==== EXTRACTED INFORMATION

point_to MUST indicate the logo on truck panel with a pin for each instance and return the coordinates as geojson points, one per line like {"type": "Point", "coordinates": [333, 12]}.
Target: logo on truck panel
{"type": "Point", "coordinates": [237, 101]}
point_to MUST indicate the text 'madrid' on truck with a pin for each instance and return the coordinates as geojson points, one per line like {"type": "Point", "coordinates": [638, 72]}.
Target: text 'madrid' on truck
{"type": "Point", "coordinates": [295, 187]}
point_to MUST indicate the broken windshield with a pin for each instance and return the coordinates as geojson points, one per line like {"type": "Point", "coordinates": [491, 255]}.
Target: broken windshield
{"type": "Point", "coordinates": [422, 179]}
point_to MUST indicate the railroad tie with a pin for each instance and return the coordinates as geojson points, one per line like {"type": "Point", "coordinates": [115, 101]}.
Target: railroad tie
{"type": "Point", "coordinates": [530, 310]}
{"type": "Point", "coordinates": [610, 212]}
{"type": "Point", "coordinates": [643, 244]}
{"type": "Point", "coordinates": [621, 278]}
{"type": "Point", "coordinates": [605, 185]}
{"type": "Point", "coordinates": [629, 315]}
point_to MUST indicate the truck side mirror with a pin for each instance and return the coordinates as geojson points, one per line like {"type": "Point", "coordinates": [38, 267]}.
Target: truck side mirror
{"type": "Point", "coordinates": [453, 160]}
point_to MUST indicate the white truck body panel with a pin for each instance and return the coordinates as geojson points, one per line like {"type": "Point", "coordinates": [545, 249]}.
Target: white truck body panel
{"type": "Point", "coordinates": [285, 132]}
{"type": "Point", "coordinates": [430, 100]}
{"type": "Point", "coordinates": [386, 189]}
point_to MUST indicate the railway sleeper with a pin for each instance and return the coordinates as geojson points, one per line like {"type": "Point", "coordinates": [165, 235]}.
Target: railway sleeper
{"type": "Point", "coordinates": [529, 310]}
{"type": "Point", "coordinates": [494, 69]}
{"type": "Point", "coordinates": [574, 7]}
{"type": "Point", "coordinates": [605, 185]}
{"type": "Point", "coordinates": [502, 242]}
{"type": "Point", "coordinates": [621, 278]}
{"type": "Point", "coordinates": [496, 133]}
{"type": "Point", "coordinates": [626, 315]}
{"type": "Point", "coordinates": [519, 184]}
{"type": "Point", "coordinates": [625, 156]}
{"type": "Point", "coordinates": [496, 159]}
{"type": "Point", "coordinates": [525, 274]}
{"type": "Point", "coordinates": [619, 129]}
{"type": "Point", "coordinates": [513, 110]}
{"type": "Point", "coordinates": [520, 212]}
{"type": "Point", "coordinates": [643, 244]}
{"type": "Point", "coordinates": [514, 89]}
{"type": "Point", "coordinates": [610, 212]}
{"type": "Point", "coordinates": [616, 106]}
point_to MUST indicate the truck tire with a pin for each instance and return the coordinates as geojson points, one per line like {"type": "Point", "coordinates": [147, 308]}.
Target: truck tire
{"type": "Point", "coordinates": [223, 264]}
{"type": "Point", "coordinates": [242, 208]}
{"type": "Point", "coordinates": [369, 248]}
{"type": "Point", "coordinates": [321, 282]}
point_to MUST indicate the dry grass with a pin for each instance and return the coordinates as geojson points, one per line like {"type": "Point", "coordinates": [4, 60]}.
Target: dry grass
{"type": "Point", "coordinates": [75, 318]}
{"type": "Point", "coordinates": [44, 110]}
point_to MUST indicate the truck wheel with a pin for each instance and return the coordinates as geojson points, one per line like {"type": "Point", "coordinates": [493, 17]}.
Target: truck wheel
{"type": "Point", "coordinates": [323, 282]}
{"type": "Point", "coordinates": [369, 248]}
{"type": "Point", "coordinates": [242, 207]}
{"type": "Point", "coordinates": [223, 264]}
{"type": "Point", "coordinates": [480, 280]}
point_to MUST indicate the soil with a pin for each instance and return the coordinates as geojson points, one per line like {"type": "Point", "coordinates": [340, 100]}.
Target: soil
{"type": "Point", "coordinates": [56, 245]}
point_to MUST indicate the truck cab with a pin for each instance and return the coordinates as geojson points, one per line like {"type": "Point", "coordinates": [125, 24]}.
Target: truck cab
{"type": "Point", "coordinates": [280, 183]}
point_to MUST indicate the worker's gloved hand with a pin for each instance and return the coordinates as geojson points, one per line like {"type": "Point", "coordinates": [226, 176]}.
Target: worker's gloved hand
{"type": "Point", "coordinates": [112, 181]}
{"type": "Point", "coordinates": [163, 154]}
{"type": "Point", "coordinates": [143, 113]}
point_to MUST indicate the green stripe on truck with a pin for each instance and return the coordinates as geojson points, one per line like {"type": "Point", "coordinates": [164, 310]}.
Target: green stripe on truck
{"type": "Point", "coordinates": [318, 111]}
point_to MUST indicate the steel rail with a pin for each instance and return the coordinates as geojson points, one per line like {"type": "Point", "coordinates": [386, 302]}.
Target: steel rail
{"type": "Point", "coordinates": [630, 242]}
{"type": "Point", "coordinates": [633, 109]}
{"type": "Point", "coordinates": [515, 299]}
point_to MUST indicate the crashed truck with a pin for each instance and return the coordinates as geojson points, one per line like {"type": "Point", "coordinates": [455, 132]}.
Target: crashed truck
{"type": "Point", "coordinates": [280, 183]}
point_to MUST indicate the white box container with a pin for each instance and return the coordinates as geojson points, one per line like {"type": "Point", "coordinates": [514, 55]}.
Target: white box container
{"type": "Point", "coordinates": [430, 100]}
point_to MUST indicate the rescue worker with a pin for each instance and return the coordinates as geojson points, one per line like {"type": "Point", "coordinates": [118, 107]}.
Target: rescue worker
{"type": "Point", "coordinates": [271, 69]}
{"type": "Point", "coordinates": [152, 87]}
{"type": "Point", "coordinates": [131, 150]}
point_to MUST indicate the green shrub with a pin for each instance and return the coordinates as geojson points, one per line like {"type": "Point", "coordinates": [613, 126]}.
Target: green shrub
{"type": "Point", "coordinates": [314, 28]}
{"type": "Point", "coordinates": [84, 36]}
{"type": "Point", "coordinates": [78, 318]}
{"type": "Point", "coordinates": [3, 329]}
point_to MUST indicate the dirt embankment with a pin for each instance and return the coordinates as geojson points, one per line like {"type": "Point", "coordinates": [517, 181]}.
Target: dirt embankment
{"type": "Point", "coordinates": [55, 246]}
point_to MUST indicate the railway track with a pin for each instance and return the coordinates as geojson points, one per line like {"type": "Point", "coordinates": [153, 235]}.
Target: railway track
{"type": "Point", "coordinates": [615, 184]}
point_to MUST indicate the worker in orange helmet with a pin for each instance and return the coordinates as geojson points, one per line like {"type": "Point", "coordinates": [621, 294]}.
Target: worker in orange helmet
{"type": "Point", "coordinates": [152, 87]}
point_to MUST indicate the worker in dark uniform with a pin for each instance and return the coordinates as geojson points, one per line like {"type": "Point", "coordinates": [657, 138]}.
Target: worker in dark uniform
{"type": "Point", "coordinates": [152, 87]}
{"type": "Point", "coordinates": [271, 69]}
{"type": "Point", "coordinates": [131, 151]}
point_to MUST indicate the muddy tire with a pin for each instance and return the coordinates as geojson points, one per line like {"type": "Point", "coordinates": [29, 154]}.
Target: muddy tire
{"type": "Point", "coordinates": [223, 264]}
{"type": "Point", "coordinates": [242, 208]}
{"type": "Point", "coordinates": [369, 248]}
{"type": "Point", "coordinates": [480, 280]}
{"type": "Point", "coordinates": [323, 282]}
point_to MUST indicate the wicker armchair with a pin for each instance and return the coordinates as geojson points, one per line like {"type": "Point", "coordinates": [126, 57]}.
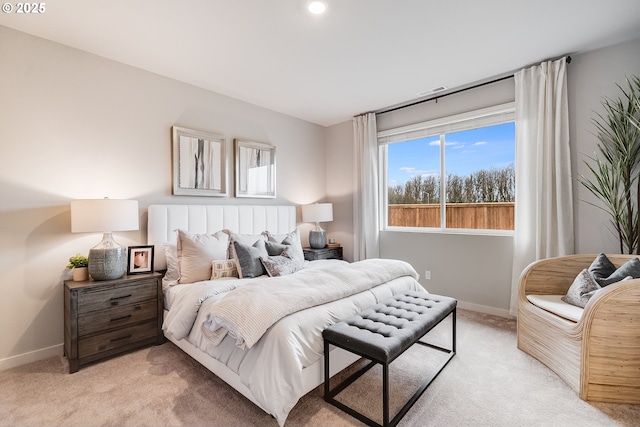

========

WHAT YOU ARE ASKED TO DO
Show each line above that contains the word "container". Matching is case-sensitive.

RESPONSE
point_to MUST indicate the white box container with a pin for each instance and return the coordinates as geojson points, one per line like {"type": "Point", "coordinates": [514, 55]}.
Target: white box container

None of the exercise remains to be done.